DIRECTIONS
Look for the word "photo" in the data below, and copy every line that holds it.

MATERIAL PROVIDED
----------------

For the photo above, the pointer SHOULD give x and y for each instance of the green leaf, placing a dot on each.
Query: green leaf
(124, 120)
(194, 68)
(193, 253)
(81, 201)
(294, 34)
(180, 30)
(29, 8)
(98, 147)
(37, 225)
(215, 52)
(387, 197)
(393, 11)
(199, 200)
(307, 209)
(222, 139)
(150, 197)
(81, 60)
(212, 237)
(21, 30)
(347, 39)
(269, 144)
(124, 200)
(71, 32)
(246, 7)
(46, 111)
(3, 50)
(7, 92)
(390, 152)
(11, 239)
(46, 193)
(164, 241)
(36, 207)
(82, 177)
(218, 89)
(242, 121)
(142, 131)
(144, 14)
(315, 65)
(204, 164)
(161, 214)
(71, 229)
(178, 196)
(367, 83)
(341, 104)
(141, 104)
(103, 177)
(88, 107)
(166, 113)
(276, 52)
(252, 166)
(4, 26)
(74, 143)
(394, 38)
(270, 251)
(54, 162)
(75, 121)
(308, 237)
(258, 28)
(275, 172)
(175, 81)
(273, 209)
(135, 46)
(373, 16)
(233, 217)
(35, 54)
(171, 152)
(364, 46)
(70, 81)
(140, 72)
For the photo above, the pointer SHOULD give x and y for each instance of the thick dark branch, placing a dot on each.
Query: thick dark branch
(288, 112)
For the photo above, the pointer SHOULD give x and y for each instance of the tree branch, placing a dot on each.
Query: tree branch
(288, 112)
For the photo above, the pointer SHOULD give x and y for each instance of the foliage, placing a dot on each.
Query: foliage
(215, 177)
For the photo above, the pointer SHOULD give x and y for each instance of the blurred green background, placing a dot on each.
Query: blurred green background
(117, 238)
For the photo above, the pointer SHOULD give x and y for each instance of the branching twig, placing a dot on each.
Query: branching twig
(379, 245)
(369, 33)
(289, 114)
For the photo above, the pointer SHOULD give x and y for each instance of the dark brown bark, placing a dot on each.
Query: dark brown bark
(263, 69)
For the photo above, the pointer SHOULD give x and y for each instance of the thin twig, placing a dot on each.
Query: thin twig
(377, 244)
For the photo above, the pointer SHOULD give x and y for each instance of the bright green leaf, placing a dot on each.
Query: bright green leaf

----------------

RESPONSE
For the photo above, the pointer SHOULD give x and y for each instance of the green leaf, placing a dot on each.
For the photo above, the pointer SHOULD give x and y for each instance of the thick dark branch, placing a dot on each.
For the photo above, the pointer SHOULD give x and y for each instance of the tree branch, placing a dot on each.
For the photo above, the pointer SHOULD give x and y for each instance of the foliage, placing a dot on each.
For the photo above, the pointer SHOULD give x and y for each instance of the blurred green background, placing a dot on each.
For the photo above, the pointer SHOULD give x and y for each instance of the branching twig, placing a dot on each.
For the photo above, the pointer SHOULD give x and y for each instance of the dark brown bark, placing a dot on each.
For the photo above, the pointer SHOULD give x and y for each instance of the thin twig, placing a dot on each.
For the photo above, the pointer SHOULD give x and y for each instance of the bright green leaf, placing a dot on each.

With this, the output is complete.